- Opening Delimiter -

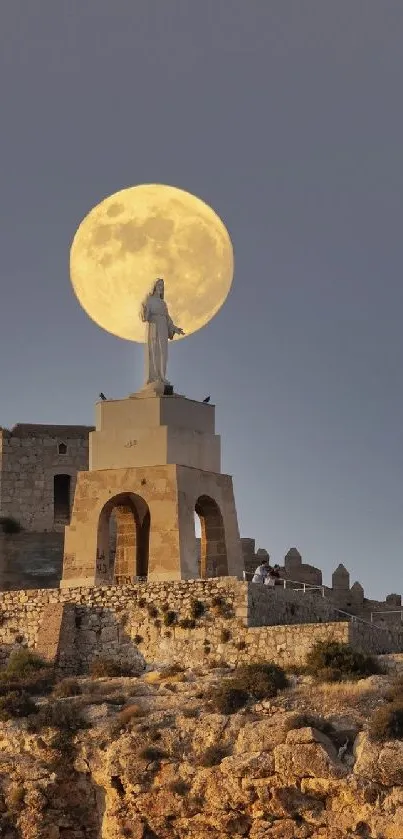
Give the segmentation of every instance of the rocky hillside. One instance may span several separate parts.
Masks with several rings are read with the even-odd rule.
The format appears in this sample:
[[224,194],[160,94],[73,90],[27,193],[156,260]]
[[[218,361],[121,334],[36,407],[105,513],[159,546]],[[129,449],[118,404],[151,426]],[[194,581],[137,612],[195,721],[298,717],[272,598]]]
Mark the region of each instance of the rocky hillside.
[[291,676],[220,713],[228,668],[177,670],[69,680],[1,722],[2,839],[402,839],[403,742],[366,730],[391,677]]

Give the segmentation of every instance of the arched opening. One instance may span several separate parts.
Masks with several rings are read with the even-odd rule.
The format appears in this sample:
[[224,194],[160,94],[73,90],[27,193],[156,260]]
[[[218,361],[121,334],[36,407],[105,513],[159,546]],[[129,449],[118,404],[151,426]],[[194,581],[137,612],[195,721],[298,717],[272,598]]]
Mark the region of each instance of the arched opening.
[[200,577],[227,577],[227,548],[220,508],[208,495],[201,495],[196,501],[195,512],[200,520],[200,542],[197,543],[200,545]]
[[150,511],[139,495],[121,493],[106,504],[98,523],[97,578],[123,585],[148,576]]
[[71,475],[55,475],[53,478],[53,519],[55,524],[70,521]]

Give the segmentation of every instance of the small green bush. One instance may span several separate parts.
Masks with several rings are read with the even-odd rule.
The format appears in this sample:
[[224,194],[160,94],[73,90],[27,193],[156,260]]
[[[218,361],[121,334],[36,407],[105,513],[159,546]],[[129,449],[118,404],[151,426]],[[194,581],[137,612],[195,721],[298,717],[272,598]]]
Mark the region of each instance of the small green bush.
[[68,696],[79,696],[80,693],[81,687],[77,679],[62,679],[53,690],[53,695],[60,699],[65,699]]
[[163,622],[164,626],[173,626],[177,621],[176,612],[173,612],[171,609],[168,609],[167,612],[164,612]]
[[235,670],[232,677],[234,687],[246,691],[254,699],[276,696],[287,687],[287,676],[282,667],[273,662],[244,664]]
[[206,611],[206,607],[201,600],[192,600],[190,604],[190,617],[193,620],[197,620],[197,618],[201,618]]
[[382,705],[373,713],[369,723],[372,740],[403,740],[403,697]]
[[234,686],[232,679],[226,679],[211,689],[208,699],[218,713],[235,714],[246,705],[249,694],[243,688]]
[[90,676],[92,679],[102,677],[115,678],[117,676],[131,676],[130,667],[125,667],[113,658],[94,658],[90,664]]
[[139,644],[142,644],[142,643],[143,643],[144,638],[143,638],[143,636],[142,636],[142,635],[135,635],[135,636],[134,636],[134,638],[133,638],[133,641],[134,641],[134,643],[135,643],[135,644],[137,644],[137,646],[138,646]]
[[158,617],[158,609],[156,606],[153,606],[152,603],[149,603],[147,606],[147,612],[150,618],[157,618]]
[[13,519],[12,516],[0,516],[0,530],[7,535],[11,535],[12,533],[21,533],[22,527],[19,521]]
[[47,662],[29,650],[18,650],[0,671],[0,696],[15,691],[43,695],[51,691],[54,678],[53,668]]
[[228,641],[231,639],[231,633],[229,629],[222,629],[220,632],[220,641],[222,644],[228,644]]
[[235,644],[237,650],[245,650],[246,649],[246,641],[237,641]]
[[182,629],[194,629],[196,626],[196,621],[194,618],[181,618],[179,621],[179,626]]
[[37,707],[35,702],[32,701],[27,693],[11,691],[4,696],[0,696],[0,720],[2,722],[20,717],[29,717],[31,714],[36,714],[36,712]]
[[37,670],[44,670],[50,665],[31,650],[15,650],[7,662],[6,672],[10,676],[29,676]]
[[383,672],[374,656],[339,641],[317,641],[307,655],[306,665],[317,681],[340,682]]

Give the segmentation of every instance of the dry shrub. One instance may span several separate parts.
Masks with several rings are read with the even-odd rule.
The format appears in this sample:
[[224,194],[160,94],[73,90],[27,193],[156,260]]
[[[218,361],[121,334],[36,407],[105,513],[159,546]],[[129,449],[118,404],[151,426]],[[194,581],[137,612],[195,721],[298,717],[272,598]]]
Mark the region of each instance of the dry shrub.
[[206,607],[201,600],[192,600],[190,604],[190,617],[193,618],[193,620],[201,618],[204,615],[205,611]]
[[139,757],[151,763],[151,761],[163,760],[164,757],[168,757],[168,754],[163,749],[157,749],[155,746],[146,746],[139,752]]
[[24,787],[13,787],[8,793],[8,809],[10,813],[18,813],[25,803]]
[[382,705],[373,713],[369,723],[372,740],[403,740],[403,697]]
[[323,697],[323,702],[329,701],[338,705],[359,706],[371,694],[378,693],[373,685],[363,681],[324,682],[315,685],[317,696]]
[[23,691],[10,691],[0,696],[0,720],[18,719],[36,714],[37,707],[31,697]]
[[208,693],[213,708],[220,714],[235,714],[246,705],[249,694],[240,687],[234,687],[230,679],[213,687]]
[[182,708],[181,710],[182,717],[185,717],[187,720],[191,720],[194,717],[199,716],[199,708]]
[[7,663],[7,673],[15,676],[29,676],[38,670],[50,667],[48,662],[31,650],[16,650],[11,653]]
[[54,728],[74,734],[80,729],[88,728],[88,723],[76,705],[48,702],[47,705],[42,705],[35,717],[30,720],[29,728],[34,732],[39,732],[44,728]]
[[374,656],[339,641],[317,641],[307,655],[306,666],[320,682],[362,679],[384,672]]
[[181,629],[194,629],[196,626],[196,621],[194,618],[181,618],[178,626],[180,626]]
[[387,702],[396,702],[402,700],[403,702],[403,675],[397,676],[392,682],[385,699]]
[[173,664],[169,664],[168,667],[164,667],[161,676],[162,678],[166,679],[169,676],[179,676],[180,673],[184,673],[185,668],[182,667],[181,664],[177,664],[174,662]]
[[209,746],[205,752],[200,756],[200,766],[218,766],[224,757],[228,756],[228,751],[221,746]]
[[220,632],[220,641],[221,644],[227,644],[228,641],[231,639],[231,633],[229,629],[222,629]]
[[322,734],[326,734],[326,736],[329,738],[329,740],[332,741],[336,748],[342,746],[343,743],[345,743],[347,737],[346,731],[335,728],[335,726],[329,720],[325,719],[325,717],[322,717],[319,714],[297,714],[296,717],[289,720],[287,729],[295,730],[297,728],[315,728],[316,731],[320,731]]
[[[205,652],[207,652],[207,647],[205,648]],[[228,661],[225,661],[224,658],[210,658],[208,662],[209,670],[230,670],[231,665],[228,664]]]
[[216,595],[212,598],[211,606],[214,614],[217,615],[217,617],[228,619],[234,616],[234,610],[232,606],[230,605],[230,603],[227,603],[227,601],[220,595]]
[[128,725],[129,722],[133,720],[137,720],[140,717],[144,717],[146,711],[141,705],[128,705],[127,708],[122,708],[120,713],[116,717],[116,722],[120,724],[120,727],[124,727]]
[[273,662],[244,664],[235,670],[232,677],[234,687],[247,691],[255,699],[276,696],[287,687],[287,676],[282,667]]
[[177,620],[178,620],[177,614],[172,609],[168,609],[167,612],[164,612],[164,617],[163,617],[164,626],[174,626],[174,624],[177,623]]
[[127,701],[127,696],[125,696],[123,693],[119,693],[119,692],[107,693],[106,696],[103,697],[103,698],[104,698],[105,702],[108,703],[108,705],[120,705],[120,706],[122,706]]
[[186,781],[183,781],[179,778],[177,781],[172,781],[169,784],[169,789],[171,792],[174,792],[176,795],[184,796],[187,795],[190,790],[190,784]]
[[51,691],[54,678],[53,668],[46,661],[30,650],[18,650],[0,671],[0,696],[15,692],[43,695]]
[[114,678],[117,676],[133,676],[133,670],[128,665],[123,665],[113,658],[99,656],[94,658],[90,664],[90,676],[92,679],[104,677]]
[[32,671],[27,675],[9,674],[7,669],[0,673],[0,696],[7,693],[27,693],[30,696],[44,696],[50,693],[54,684],[54,673],[50,668]]
[[0,516],[0,531],[9,535],[12,533],[21,533],[22,527],[12,516]]
[[77,679],[62,679],[53,690],[53,696],[57,696],[59,699],[65,699],[69,696],[79,696],[80,694],[81,687]]

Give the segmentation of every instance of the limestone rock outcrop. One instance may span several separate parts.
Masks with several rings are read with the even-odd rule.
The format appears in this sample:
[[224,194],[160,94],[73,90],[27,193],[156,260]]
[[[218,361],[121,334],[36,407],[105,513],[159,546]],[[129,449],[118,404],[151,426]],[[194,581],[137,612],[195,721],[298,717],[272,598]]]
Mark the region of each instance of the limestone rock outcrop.
[[356,736],[341,708],[355,743],[340,756],[298,693],[291,710],[216,713],[223,675],[82,679],[57,701],[87,727],[0,723],[2,839],[402,839],[402,742]]

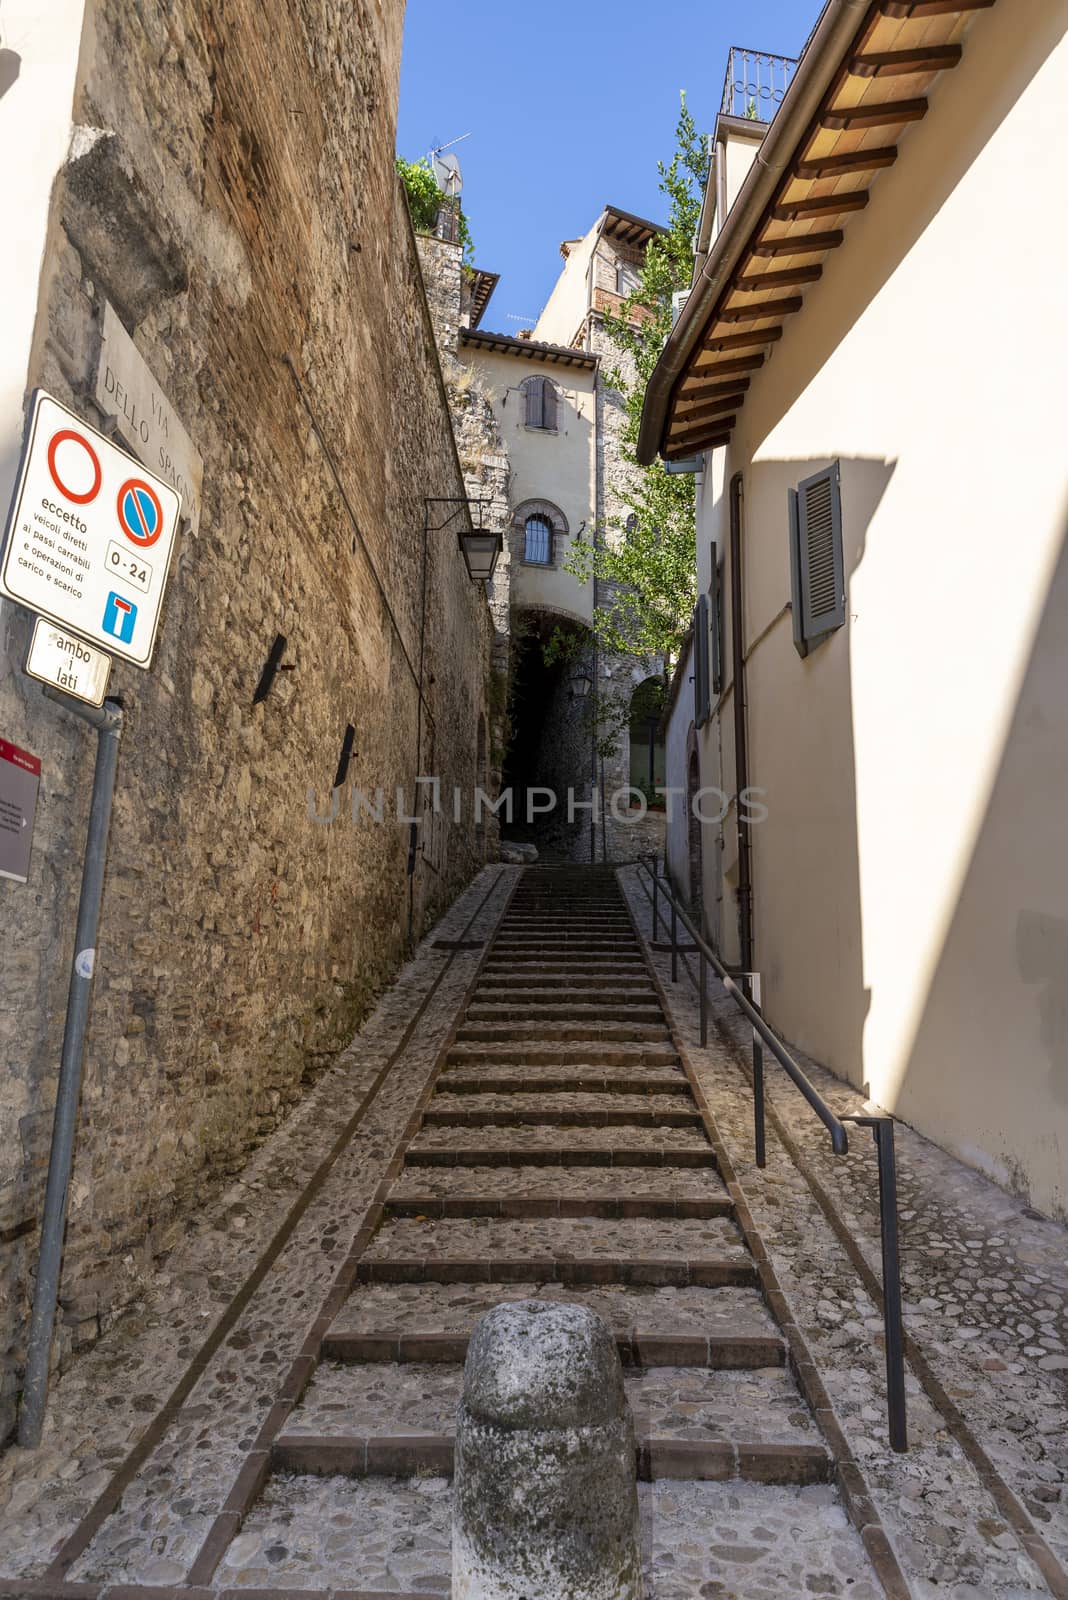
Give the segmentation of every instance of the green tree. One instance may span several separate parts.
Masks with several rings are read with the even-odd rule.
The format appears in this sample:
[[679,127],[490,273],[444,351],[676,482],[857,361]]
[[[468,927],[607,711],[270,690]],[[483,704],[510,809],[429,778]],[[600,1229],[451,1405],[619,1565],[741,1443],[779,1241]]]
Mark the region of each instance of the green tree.
[[609,604],[598,606],[593,619],[603,648],[663,656],[668,667],[678,658],[696,599],[694,481],[667,472],[662,461],[640,468],[636,446],[645,387],[671,332],[671,297],[688,289],[693,275],[707,144],[683,93],[675,153],[666,166],[657,163],[669,203],[667,230],[646,246],[634,291],[618,312],[603,314],[621,357],[629,358],[606,379],[623,400],[622,456],[634,468],[632,486],[621,496],[623,515],[600,528],[596,539],[574,543],[565,562],[575,577],[611,586]]
[[[405,161],[403,156],[398,156],[397,171],[408,196],[412,227],[416,233],[433,233],[438,225],[438,212],[445,196],[438,188],[430,162],[425,156],[420,157],[418,161]],[[475,245],[471,238],[471,229],[459,204],[456,206],[456,211],[460,220],[460,243],[464,247],[464,261],[468,266],[474,266]]]

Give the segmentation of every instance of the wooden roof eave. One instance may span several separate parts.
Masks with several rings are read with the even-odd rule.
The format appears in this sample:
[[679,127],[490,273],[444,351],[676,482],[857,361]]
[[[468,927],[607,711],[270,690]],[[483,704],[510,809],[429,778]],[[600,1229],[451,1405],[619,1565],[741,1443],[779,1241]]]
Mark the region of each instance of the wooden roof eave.
[[[708,448],[694,439],[701,393],[729,389],[739,372],[763,365],[766,349],[782,337],[783,319],[804,303],[802,295],[779,291],[822,276],[851,216],[869,204],[879,172],[896,161],[899,139],[926,114],[931,84],[960,62],[970,13],[993,3],[877,0],[870,7],[675,381],[661,441],[665,459]],[[762,300],[749,298],[758,294]],[[740,332],[739,323],[752,326]],[[752,353],[740,356],[739,348]],[[711,417],[707,427],[711,435]],[[722,442],[729,431],[719,426],[712,436]]]

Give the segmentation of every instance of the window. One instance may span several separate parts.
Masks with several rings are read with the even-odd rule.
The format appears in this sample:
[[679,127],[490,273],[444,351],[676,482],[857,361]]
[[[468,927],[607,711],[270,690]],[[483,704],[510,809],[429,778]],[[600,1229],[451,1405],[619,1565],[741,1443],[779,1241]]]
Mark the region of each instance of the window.
[[791,489],[789,510],[794,648],[807,656],[845,622],[838,462]]
[[693,609],[693,720],[703,728],[711,712],[708,692],[708,596],[700,594]]
[[536,512],[534,516],[527,518],[525,528],[523,560],[533,562],[535,566],[547,567],[553,558],[552,523],[548,517]]
[[616,294],[633,294],[638,287],[638,269],[630,261],[616,262]]
[[556,428],[556,385],[551,378],[526,378],[526,425],[528,428]]

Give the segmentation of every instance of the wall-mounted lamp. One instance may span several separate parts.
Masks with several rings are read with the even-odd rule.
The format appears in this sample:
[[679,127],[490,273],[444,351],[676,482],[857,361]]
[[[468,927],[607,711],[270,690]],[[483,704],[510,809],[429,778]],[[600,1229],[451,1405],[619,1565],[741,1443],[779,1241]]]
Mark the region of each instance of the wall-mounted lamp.
[[593,688],[593,679],[588,672],[576,672],[567,686],[569,700],[585,700]]

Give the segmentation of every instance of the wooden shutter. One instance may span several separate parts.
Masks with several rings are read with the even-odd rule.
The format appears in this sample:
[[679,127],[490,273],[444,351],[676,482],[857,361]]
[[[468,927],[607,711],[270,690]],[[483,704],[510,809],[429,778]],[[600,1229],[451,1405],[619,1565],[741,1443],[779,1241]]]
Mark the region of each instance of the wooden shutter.
[[541,410],[544,385],[544,378],[528,378],[523,386],[527,397],[528,428],[540,428],[543,426],[541,420]]
[[556,427],[556,390],[551,378],[541,380],[541,425],[543,428]]
[[790,511],[790,611],[794,624],[794,649],[808,655],[808,640],[801,622],[801,524],[797,515],[797,490],[787,491]]
[[693,611],[693,720],[703,728],[711,704],[708,694],[708,596],[698,595]]
[[712,546],[712,581],[708,586],[709,626],[712,630],[709,679],[718,699],[723,693],[723,574],[719,570],[719,550]]
[[845,621],[842,497],[838,463],[797,486],[801,632],[806,644]]

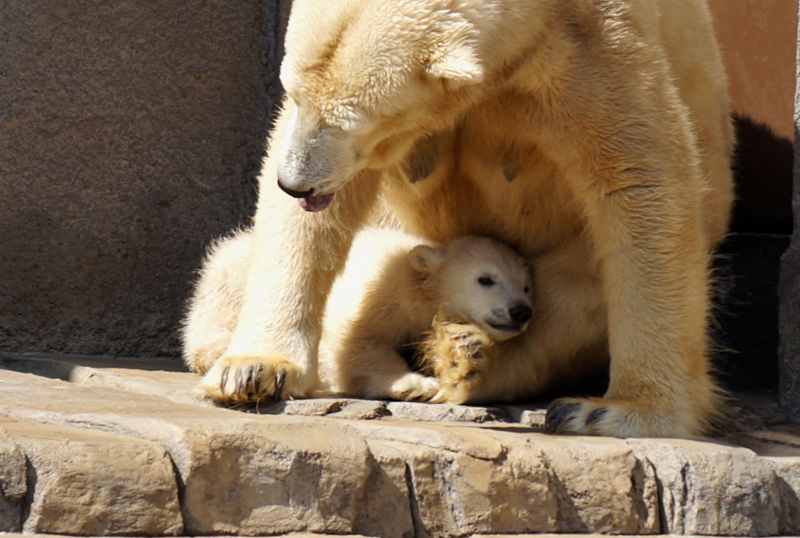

- Closing Delimiter -

# [TASK INSTRUCTIONS]
A single number is expected: how many lines in the records contain the string "parts".

# [FINISHED TASK]
10